═════ STORED RECORDS
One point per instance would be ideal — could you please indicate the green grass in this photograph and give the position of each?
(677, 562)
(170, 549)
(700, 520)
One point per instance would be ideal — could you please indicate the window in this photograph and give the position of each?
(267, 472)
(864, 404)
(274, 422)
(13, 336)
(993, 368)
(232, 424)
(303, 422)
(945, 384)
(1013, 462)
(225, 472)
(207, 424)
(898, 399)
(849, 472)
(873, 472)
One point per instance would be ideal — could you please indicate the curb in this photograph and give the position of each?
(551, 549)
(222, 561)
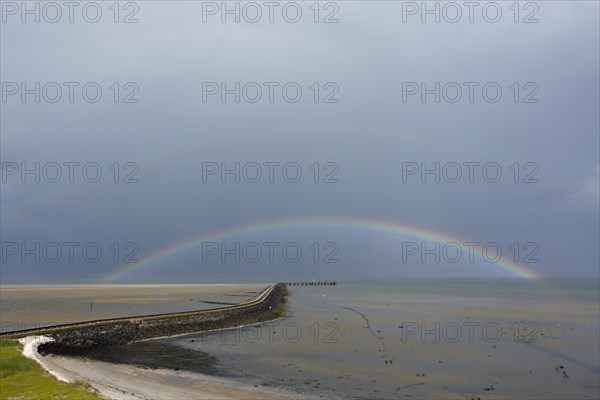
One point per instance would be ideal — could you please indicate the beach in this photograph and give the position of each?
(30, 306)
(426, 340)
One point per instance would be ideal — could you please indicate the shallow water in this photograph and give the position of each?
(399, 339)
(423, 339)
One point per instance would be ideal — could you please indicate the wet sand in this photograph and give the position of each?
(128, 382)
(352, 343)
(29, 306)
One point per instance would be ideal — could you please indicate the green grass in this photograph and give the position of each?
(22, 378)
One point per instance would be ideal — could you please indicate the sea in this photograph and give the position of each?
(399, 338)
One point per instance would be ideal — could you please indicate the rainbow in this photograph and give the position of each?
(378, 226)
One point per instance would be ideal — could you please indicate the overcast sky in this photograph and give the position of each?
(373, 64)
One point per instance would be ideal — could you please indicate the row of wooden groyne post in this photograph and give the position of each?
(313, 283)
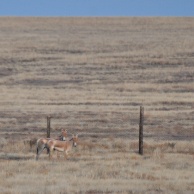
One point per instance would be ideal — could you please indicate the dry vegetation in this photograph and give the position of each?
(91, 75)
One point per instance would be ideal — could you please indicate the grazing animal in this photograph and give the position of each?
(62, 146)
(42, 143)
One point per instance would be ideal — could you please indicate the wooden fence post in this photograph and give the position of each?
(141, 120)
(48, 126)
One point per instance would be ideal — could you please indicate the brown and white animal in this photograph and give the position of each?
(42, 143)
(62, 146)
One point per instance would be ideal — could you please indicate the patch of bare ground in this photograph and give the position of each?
══════════
═════ STORED RECORDS
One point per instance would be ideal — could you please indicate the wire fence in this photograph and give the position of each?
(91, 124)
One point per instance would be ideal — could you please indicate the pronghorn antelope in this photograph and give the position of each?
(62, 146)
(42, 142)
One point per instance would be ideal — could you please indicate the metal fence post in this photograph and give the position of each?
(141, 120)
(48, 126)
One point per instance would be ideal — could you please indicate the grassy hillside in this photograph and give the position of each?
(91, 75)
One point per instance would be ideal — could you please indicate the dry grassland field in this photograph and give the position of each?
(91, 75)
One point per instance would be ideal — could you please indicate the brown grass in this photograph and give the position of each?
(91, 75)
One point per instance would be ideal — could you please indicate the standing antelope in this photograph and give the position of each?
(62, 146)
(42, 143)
══════════
> EXERCISE:
Locate each line in the records above that contains the string "antelope" and copy those lines out in full. The match is case-sensitive.

> OUTPUT BELOW:
One point per instance would be ideal — could you please indicate the pronghorn antelope in this photograph and give the position of each?
One point per instance would be ideal — could you please indicate the standing antelope in this photograph and give the position of each?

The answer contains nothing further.